(Source extract Opens)

Speaker: Ulrike Feudel
Theoretical Physics/Complex Systems
Institute for Chemistry and Biology of the Marine Environment
Carl von Ossietyky University Oldenburg, Germany.
Title: Spatio-temporal patterns in simple models of marine systems
Abstract: Spatio-temporal patterns in marine systems are a result of the interaction of population dynamics with physical transport processes. These physical transport processes can be either diffusion processes in marine sediments or advection of biological species in the water column. We study in a simplified model the dynamics of one population of bacteria and its nutrient in sediments, taking into account that the considered bacteria possess an active as well as an inactive state, where activation is processed by signal molecules. Furthermore the nutrients are transported actively by bioirrigation and passively by diffusion. It is shown that under certain conditions Turing patterns can occur which yield heterogeneous spatial patterns of species. The influence of bioirrigation on Turing patterns leads to the emergence of ''hot spots``, i.e. localized regions of enhanced bacterial activity. In the water column advection is the dominant physical process. We study the influence of mesoscale hydrodynamic structures on biological growth processes in the wake of an island. Using a stream function approach for the velocity field we show how the upwelling of nutrients away from the island affects the evolution of plankton close to it. In particular we show that mesoscale vortices act as incubators for plankton growth leading to localized plankton blooms within vortices.

(Source extract Closes)
(Data section Opens)

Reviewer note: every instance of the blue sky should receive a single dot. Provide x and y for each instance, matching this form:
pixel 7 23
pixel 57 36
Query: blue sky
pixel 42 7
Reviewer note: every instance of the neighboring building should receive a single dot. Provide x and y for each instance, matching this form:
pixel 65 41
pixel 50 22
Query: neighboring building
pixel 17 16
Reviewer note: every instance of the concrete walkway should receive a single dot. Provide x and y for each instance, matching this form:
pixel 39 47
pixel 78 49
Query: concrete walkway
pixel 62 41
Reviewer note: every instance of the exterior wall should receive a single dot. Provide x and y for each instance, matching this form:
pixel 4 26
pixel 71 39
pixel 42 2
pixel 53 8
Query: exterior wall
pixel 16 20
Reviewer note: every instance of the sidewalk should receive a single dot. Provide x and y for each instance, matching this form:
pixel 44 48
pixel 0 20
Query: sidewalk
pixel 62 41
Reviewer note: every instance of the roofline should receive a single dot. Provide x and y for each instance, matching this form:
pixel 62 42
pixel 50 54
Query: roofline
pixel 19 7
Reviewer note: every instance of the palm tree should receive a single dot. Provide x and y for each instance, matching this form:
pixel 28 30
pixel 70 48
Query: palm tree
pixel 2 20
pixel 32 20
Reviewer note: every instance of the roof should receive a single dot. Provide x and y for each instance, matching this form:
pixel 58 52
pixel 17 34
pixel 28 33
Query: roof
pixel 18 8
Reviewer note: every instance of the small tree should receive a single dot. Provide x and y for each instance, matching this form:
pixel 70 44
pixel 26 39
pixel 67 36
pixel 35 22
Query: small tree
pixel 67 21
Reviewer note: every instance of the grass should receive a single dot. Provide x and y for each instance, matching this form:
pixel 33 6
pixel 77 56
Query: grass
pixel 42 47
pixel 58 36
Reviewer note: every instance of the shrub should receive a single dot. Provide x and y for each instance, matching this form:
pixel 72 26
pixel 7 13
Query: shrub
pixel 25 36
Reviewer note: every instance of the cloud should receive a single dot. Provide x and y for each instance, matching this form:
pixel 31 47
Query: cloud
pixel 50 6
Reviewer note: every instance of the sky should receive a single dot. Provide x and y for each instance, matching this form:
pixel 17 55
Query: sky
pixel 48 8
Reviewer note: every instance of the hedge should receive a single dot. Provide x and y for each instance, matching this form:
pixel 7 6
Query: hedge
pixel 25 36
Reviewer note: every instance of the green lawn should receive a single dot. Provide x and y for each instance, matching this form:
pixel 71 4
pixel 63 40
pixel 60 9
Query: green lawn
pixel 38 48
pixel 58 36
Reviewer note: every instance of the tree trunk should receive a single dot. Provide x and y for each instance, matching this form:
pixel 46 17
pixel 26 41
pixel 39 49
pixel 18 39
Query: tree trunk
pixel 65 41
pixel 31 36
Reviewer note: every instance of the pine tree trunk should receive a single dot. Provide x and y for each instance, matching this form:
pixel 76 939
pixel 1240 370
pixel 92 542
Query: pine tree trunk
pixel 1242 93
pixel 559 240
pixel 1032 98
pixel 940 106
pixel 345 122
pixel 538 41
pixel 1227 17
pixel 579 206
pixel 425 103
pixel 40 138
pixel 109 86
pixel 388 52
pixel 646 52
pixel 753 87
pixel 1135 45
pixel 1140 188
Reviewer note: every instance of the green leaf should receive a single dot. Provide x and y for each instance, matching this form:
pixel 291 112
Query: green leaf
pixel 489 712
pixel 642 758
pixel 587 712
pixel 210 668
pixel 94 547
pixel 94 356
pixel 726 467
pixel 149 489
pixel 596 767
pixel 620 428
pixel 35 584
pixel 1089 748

(Data section Closes)

- **Your task**
Answer these from the talk abstract:
(a) Which institute is the speaker part of?
(b) In the sediment model, by what means are the nutrients transported actively, and by what means passively?
(c) What do mesoscale vortices act as?
The entries were drawn from a different source than the text.

- **Exercise solution**
(a) The Institute for Chemistry and Biology of the Marine Environment.
(b) Actively by bioirrigation, and passively by diffusion.
(c) Incubators for plankton growth.